### INSTRUCTIONS TO FOLLOW
Could you scale the entries below by rewriting every line, including the documentation and category lines, with each bounding-box coordinate in the answers multiplied by 2.45 and rounded to the nearest whole number, halves rounded up? Leave the pictures out of your answer.

### THE INPUT
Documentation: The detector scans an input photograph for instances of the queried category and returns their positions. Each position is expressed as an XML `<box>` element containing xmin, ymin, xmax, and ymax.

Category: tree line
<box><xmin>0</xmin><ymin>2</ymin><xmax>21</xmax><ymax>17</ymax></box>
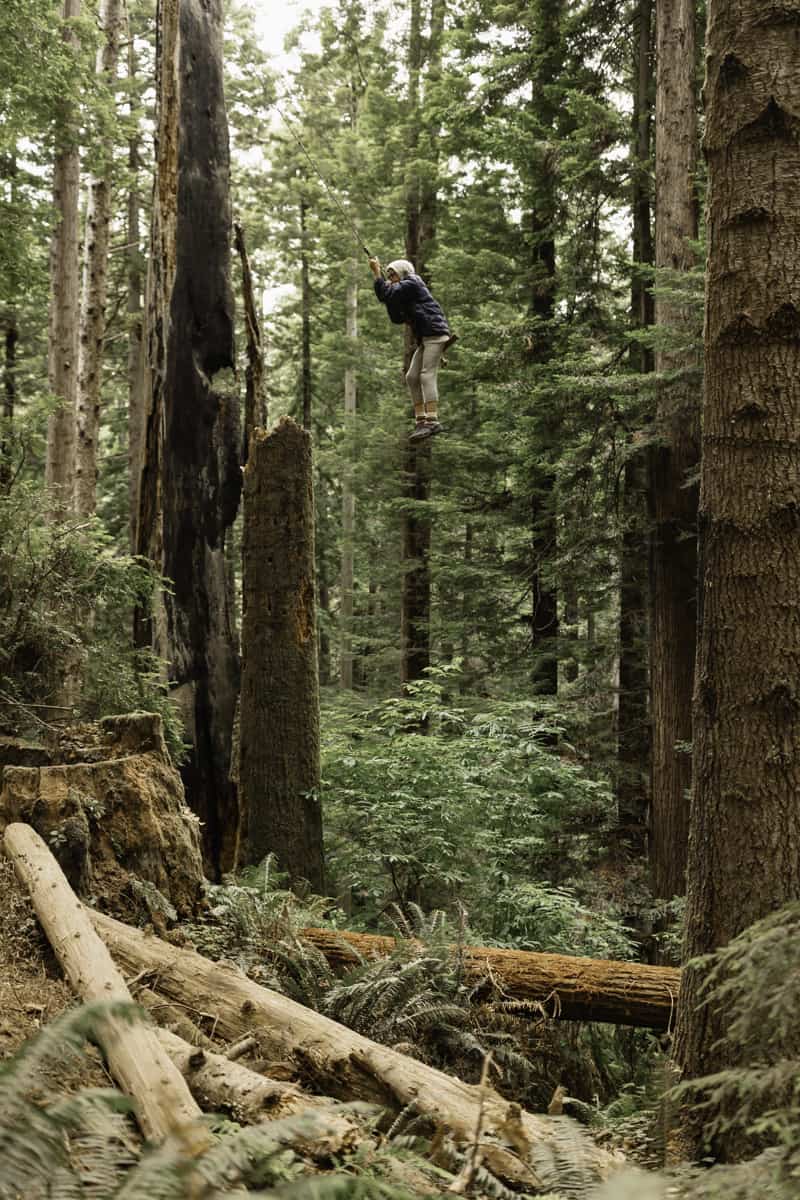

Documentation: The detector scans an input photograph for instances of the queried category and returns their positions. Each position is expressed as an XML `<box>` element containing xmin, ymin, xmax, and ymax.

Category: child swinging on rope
<box><xmin>369</xmin><ymin>258</ymin><xmax>456</xmax><ymax>442</ymax></box>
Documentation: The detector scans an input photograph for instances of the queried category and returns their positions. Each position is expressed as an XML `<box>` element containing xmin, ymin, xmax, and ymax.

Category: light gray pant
<box><xmin>405</xmin><ymin>334</ymin><xmax>450</xmax><ymax>416</ymax></box>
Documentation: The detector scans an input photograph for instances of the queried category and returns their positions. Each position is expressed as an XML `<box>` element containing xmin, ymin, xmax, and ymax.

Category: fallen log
<box><xmin>301</xmin><ymin>928</ymin><xmax>680</xmax><ymax>1030</ymax></box>
<box><xmin>90</xmin><ymin>912</ymin><xmax>620</xmax><ymax>1195</ymax></box>
<box><xmin>4</xmin><ymin>823</ymin><xmax>207</xmax><ymax>1141</ymax></box>
<box><xmin>157</xmin><ymin>1030</ymin><xmax>356</xmax><ymax>1137</ymax></box>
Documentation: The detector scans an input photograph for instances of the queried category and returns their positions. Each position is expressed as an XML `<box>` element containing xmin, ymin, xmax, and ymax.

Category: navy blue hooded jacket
<box><xmin>375</xmin><ymin>275</ymin><xmax>450</xmax><ymax>341</ymax></box>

### EXERCISE OUTPUT
Documentation: The detector scans an input photograph for instances of the queried category and returns their positions. Each position is expressed as an XML `<box>` element containing xmin, ymin, xmax, and ymax.

Category: tree line
<box><xmin>0</xmin><ymin>5</ymin><xmax>51</xmax><ymax>42</ymax></box>

Documentation: The detector scans an input photograph for instances of the queried category and returns their positions. Each position is expressed as an XML `<box>` element containing xmin, ymin, xmax, and ymax.

Category: child swinging on rope
<box><xmin>904</xmin><ymin>632</ymin><xmax>1117</xmax><ymax>1083</ymax></box>
Documentation: The detector scans an input photograph for instances of the queried category and returns their positions. Each position is expressed as an XML `<box>` element containing xmin, ymin, xmax, and ymax.

Category: light gray pant
<box><xmin>992</xmin><ymin>818</ymin><xmax>1103</xmax><ymax>1019</ymax></box>
Documentation: The detector scans an input photograph for instances of the queried category and returns their positions. Each position is expressed as an XML `<box>` element containing xmin, ymin, xmax, and ymax.

Category: fallen log
<box><xmin>737</xmin><ymin>2274</ymin><xmax>1666</xmax><ymax>2524</ymax></box>
<box><xmin>221</xmin><ymin>2234</ymin><xmax>1519</xmax><ymax>2928</ymax></box>
<box><xmin>10</xmin><ymin>2016</ymin><xmax>507</xmax><ymax>2795</ymax></box>
<box><xmin>385</xmin><ymin>2524</ymin><xmax>872</xmax><ymax>2786</ymax></box>
Documentation: The detector scans an input photograph for instances of the queried category and returns their positions. Each position is expressed as an XML `<box>` element containing xmin, ymin, xmax, and ymax.

Category: navy blue hooded jacket
<box><xmin>919</xmin><ymin>674</ymin><xmax>1103</xmax><ymax>835</ymax></box>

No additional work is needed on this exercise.